Work to do -
[1] Copy out the stretch of the passage on Raymond Williams's early criticism from "Terry Eagleton, probably" through "genuinely Marxist criticism.".
[2] Decide whether each statement below agrees with the passage on Raymond Williams's early criticism. Answer yes or no for each, and quote exactly the words from the passage that settle it.
(a) Eagleton's assessment of Williams first appeared as an essay in New Left Review.
(b) Williams gave his interview to Red Shift in 1976.
(c) Williams began his undergraduate studies at Oxford University.

Reading text -
-*-*-

Marxism or literature? 1947–50
Raymond Williams's first critical writings – from, for example, the essays and reviews in Politics and Letters (1947–8) to Preface to Film (1954) – have been powerfully characterised as ‘left-Leavisite’. Perhaps in consequence, they have been too little read. As Williams himself noted in The Long Revolution, sometimes the very availability of a description and the ascription of a name can work to block fully historical analysis (Williams 1961a: 89–90). The aim of the first two chapters of this study is to prise open some of the internal complexities and contradictions that the label ‘left-Leavisite’ works to contain, and to provide a more historically nuanced account and assessment of the early criticism than is generally available.1 In so doing, I shall challenge the dominant view that this early period is best viewed as a merely probationary, and easily superseded, moment in Williams's formation. I argue that, duly considered, the early work presents us with the constitutive dynamic of his intellectual identity. This first chapter examines the uneasy development of his thought from the autumn of 1939, when he began his undergraduate studies in English at Cambridge University, through the first years of his work as staff tutor for the Oxford University Tutorial Committee, to the publication of his first book, Reading and Criticism, in 1950.
Terry Eagleton, probably Williams's single most extensive critic, proposed the term ‘left-Leavisite’ in his provocative and polemical assessment of Williams's work, first published as an essay in New Left Review and then as the opening chapter of his Criticism and Ideology, both in 1976.2 Of course, others had remarked on the importance to Williams of his formation in the discipline of English, but no one had done so with as much vigour as the self-consciously iconoclastic Eagleton.3 In Criticism and Ideology, ‘left-Leavisism’ figures as the first of the three main stages in an incomplete move towards a genuinely Marxist criticism.
In an important but little-known interview with the Cambridge journal Red Shift in 1977, Williams said that although he ‘would accept much of [Eagleton's] account’, he was disturbed by some aspects of it. Questioned about the contradictions of his own position and intellectual history, he responded wryly: ‘What I want to ask is who Eagleton is?’. He went on to argue vigorously that the ‘basic fault of the kind of formalist Marxism which Eagleton is now in is that it assumes that by an act of intellectual abstraction you can place yourself above the lived contradictions both of the society and of any individual you choose to analyse, and that you are not yourself in question’. Against this, he asserted that ‘the belief that one is above that deeply contradictory situation is a fantasy…. There is no position except in fantasy where one can merely examine what others are inscribing’ (Williams 1977b: 12, 15).

-*-*-

Material supplied -
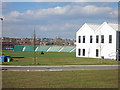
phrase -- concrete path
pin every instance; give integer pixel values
(59, 68)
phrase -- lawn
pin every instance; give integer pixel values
(60, 79)
(53, 58)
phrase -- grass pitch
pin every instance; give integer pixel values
(53, 58)
(61, 79)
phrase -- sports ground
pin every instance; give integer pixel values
(57, 79)
(52, 58)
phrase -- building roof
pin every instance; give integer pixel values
(93, 26)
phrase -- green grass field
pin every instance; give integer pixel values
(53, 58)
(61, 79)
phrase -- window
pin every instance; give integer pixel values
(79, 40)
(83, 52)
(97, 53)
(102, 38)
(90, 39)
(119, 39)
(97, 38)
(110, 38)
(79, 52)
(83, 39)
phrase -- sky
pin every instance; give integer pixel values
(54, 19)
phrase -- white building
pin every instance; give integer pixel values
(96, 41)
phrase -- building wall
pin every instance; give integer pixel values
(106, 49)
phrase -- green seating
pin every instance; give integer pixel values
(67, 48)
(29, 48)
(18, 48)
(55, 48)
(43, 48)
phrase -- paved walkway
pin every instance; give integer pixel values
(59, 68)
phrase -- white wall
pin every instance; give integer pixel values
(108, 50)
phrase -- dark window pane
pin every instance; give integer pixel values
(97, 38)
(79, 39)
(110, 38)
(83, 52)
(83, 39)
(79, 52)
(90, 39)
(102, 38)
(97, 53)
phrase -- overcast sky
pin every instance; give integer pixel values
(54, 19)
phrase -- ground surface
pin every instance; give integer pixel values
(52, 58)
(59, 68)
(61, 79)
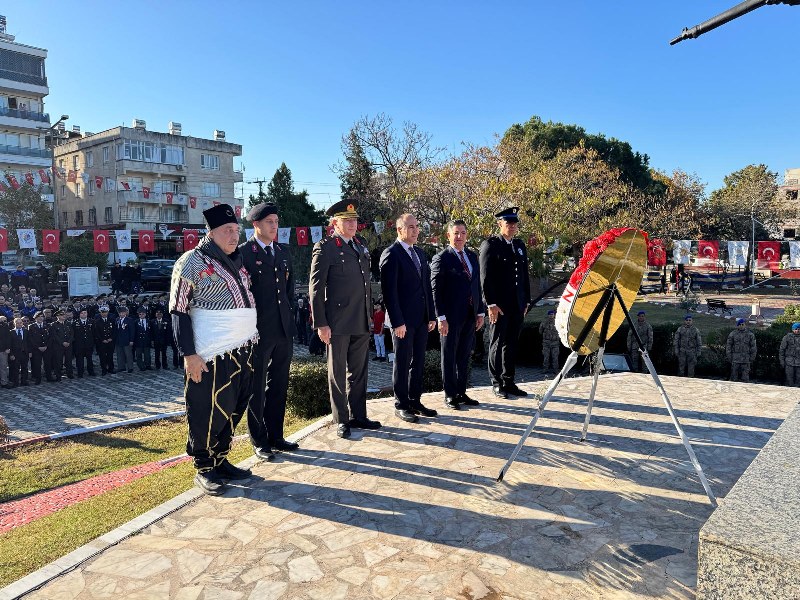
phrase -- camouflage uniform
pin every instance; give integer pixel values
(551, 345)
(790, 358)
(645, 331)
(687, 342)
(741, 351)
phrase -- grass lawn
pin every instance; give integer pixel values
(43, 466)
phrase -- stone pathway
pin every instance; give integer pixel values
(412, 511)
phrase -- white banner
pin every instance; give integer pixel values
(681, 251)
(27, 238)
(738, 253)
(794, 254)
(123, 239)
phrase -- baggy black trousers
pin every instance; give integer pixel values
(215, 405)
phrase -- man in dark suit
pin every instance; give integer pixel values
(455, 279)
(83, 342)
(272, 284)
(38, 342)
(507, 293)
(19, 356)
(406, 288)
(142, 340)
(341, 302)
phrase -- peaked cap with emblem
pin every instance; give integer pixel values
(219, 215)
(344, 209)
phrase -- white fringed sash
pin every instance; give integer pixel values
(219, 331)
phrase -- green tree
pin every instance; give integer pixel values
(24, 208)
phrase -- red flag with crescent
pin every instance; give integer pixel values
(769, 255)
(146, 240)
(656, 255)
(100, 240)
(302, 236)
(50, 240)
(190, 239)
(708, 250)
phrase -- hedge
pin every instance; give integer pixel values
(711, 363)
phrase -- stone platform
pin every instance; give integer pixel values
(413, 511)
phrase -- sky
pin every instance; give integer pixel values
(287, 80)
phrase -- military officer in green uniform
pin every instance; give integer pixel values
(341, 304)
(741, 351)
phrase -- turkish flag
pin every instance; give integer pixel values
(708, 250)
(656, 256)
(100, 240)
(302, 236)
(146, 240)
(190, 238)
(769, 255)
(50, 240)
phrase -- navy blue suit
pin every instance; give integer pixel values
(409, 301)
(457, 297)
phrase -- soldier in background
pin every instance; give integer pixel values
(645, 331)
(551, 343)
(741, 351)
(790, 356)
(687, 343)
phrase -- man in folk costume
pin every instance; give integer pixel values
(341, 304)
(214, 323)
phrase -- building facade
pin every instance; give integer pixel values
(130, 177)
(23, 122)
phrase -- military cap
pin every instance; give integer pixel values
(261, 211)
(219, 215)
(344, 209)
(510, 214)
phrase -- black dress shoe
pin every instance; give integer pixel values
(467, 401)
(419, 409)
(264, 454)
(284, 446)
(210, 483)
(515, 390)
(365, 424)
(405, 415)
(228, 471)
(451, 402)
(499, 391)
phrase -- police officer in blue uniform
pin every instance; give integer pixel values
(507, 295)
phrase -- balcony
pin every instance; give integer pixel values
(24, 114)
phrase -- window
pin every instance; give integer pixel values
(209, 161)
(211, 190)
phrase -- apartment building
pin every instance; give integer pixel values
(23, 122)
(135, 178)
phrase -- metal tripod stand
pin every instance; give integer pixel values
(605, 308)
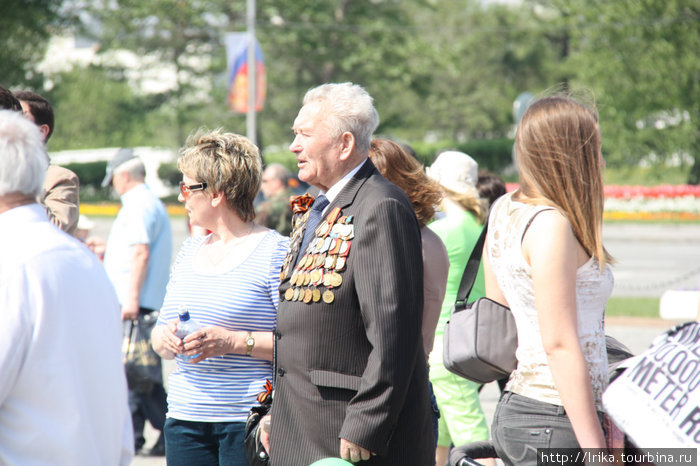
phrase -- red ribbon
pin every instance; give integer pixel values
(300, 204)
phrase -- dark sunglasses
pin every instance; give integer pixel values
(186, 190)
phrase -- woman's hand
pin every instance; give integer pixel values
(207, 342)
(165, 342)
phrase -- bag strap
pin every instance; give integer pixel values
(471, 270)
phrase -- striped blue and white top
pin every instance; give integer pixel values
(223, 388)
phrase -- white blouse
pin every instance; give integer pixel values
(508, 222)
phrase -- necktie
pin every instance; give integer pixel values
(315, 213)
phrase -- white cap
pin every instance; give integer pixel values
(455, 171)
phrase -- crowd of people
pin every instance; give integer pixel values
(338, 297)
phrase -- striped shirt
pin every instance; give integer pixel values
(223, 388)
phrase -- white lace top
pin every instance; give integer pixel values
(532, 377)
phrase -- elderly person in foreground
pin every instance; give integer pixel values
(63, 394)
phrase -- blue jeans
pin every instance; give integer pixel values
(521, 425)
(190, 443)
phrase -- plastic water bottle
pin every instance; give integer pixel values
(186, 326)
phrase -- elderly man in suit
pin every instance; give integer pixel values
(351, 374)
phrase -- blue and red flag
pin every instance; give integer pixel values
(237, 57)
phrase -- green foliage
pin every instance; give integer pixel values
(640, 60)
(281, 156)
(446, 71)
(95, 108)
(169, 173)
(89, 173)
(26, 26)
(632, 307)
(492, 154)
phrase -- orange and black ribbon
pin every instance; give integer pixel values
(301, 204)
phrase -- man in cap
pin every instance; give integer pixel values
(63, 396)
(137, 260)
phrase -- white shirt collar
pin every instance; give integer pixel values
(334, 190)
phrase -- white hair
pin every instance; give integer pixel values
(350, 108)
(23, 158)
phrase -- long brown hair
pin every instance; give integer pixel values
(407, 173)
(557, 147)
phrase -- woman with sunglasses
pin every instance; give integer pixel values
(228, 281)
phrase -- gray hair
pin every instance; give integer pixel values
(350, 108)
(134, 167)
(23, 158)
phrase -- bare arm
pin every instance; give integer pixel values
(208, 342)
(555, 255)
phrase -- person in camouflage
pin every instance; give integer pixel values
(274, 212)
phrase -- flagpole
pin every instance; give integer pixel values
(250, 116)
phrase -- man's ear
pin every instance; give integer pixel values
(44, 129)
(347, 141)
(218, 198)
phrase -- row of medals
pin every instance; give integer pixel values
(324, 259)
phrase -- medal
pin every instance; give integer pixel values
(328, 297)
(307, 295)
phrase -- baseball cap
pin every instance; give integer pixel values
(124, 155)
(455, 171)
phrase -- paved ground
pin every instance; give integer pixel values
(651, 259)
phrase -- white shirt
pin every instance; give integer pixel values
(533, 377)
(63, 395)
(141, 220)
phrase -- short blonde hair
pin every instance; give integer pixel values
(228, 163)
(558, 151)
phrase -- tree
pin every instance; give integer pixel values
(26, 26)
(640, 60)
(94, 110)
(181, 39)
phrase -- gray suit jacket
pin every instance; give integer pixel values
(354, 367)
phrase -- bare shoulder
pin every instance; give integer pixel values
(549, 234)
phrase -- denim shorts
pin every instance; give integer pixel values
(521, 425)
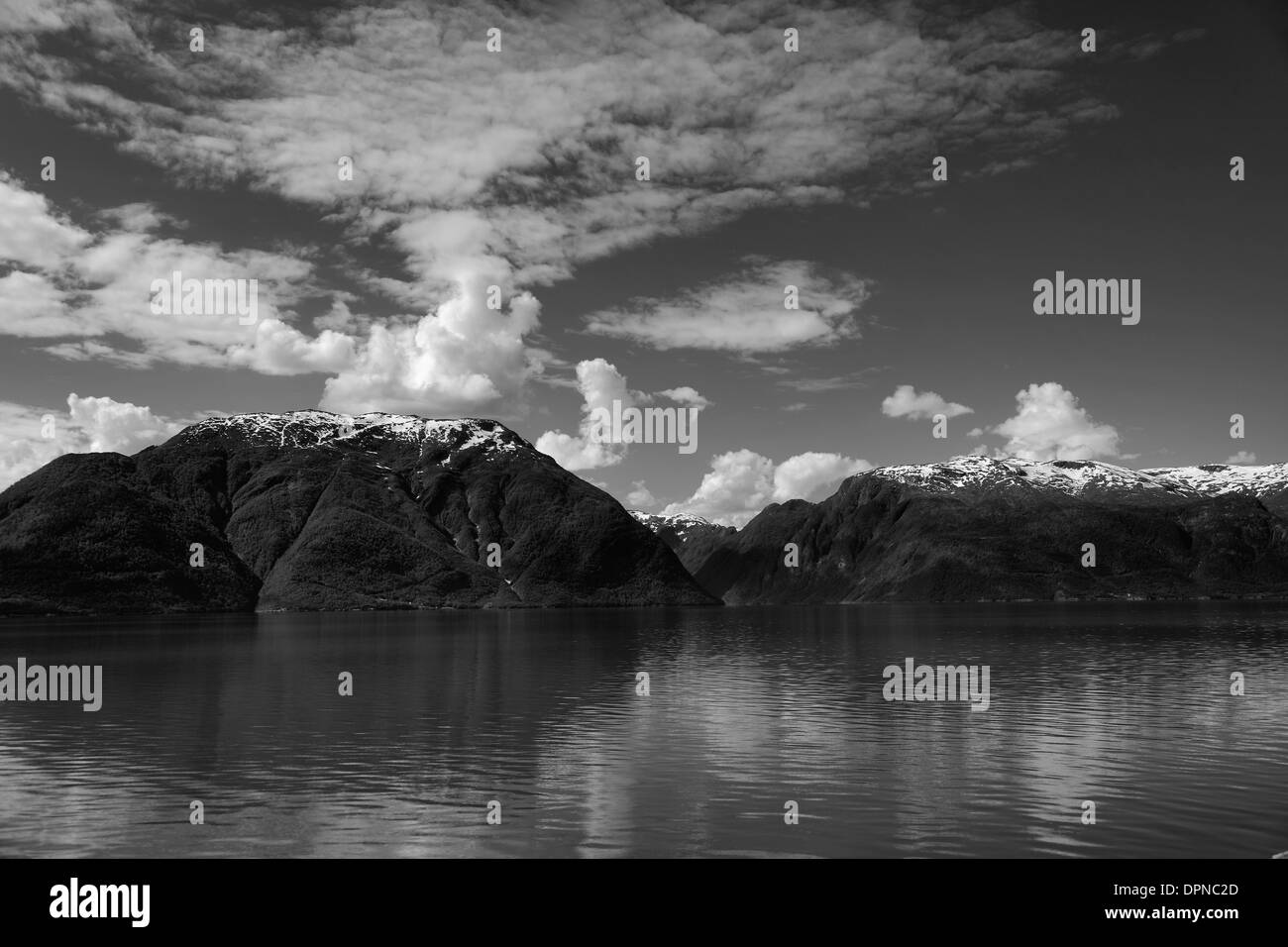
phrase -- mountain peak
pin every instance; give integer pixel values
(322, 428)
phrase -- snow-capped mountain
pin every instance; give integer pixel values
(314, 428)
(1086, 478)
(1009, 528)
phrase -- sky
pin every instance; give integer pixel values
(516, 166)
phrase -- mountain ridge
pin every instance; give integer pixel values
(312, 510)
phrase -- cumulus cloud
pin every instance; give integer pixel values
(459, 359)
(30, 437)
(1050, 425)
(506, 169)
(741, 483)
(600, 384)
(686, 395)
(907, 402)
(640, 496)
(743, 313)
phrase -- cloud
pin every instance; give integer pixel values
(741, 483)
(600, 384)
(1050, 425)
(818, 385)
(526, 158)
(907, 402)
(458, 360)
(743, 313)
(30, 437)
(686, 395)
(640, 496)
(506, 169)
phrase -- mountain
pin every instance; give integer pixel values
(310, 510)
(979, 528)
(678, 531)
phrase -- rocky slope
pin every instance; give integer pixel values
(982, 528)
(310, 510)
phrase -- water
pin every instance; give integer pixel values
(1126, 705)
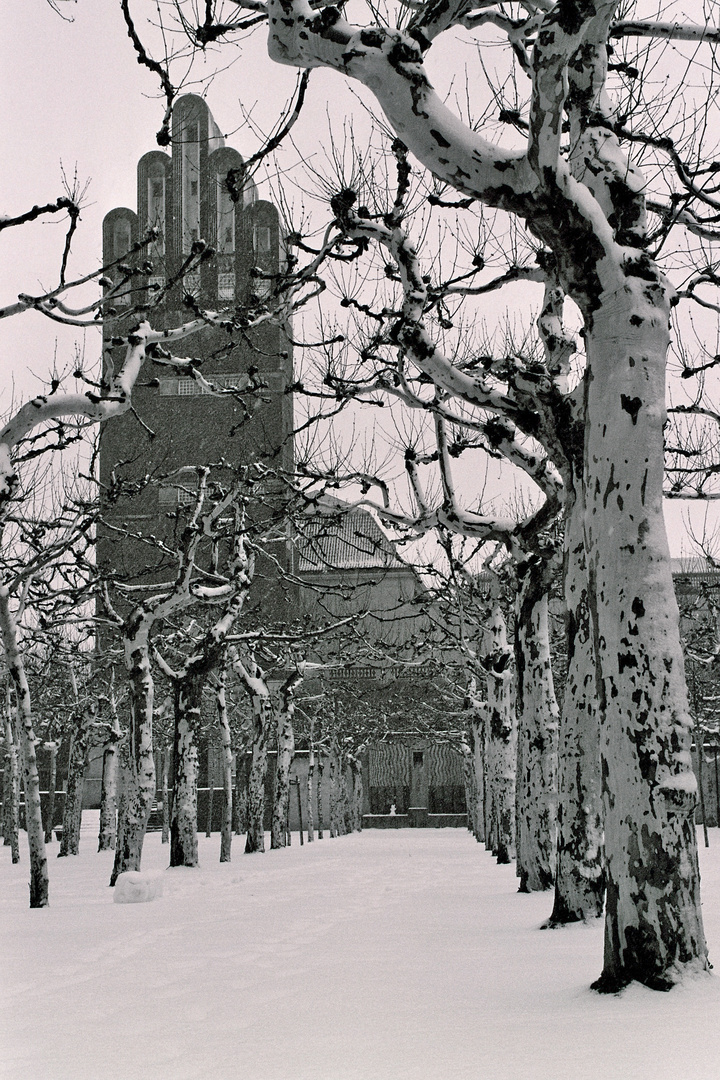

-*-*-

Answers to the problems -
[1]
Terry Eagleton, probably Williams's single most extensive critic, proposed the term ‘left-Leavisite’ in his provocative and polemical assessment of Williams's work, first published as an essay in New Left Review and then as the opening chapter of his Criticism and Ideology, both in 1976.2 Of course, others had remarked on the importance to Williams of his formation in the discipline of English, but no one had done so with as much vigour as the self-consciously iconoclastic Eagleton.3 In Criticism and Ideology, ‘left-Leavisism’ figures as the first of the three main stages in an incomplete move towards a genuinely Marxist criticism.

[2]
(a) Yes: "first published as an essay in New Left Review"
(b) No: "interview with the Cambridge journal Red Shift in 1977"
(c) No: "when he began his undergraduate studies in English at Cambridge University"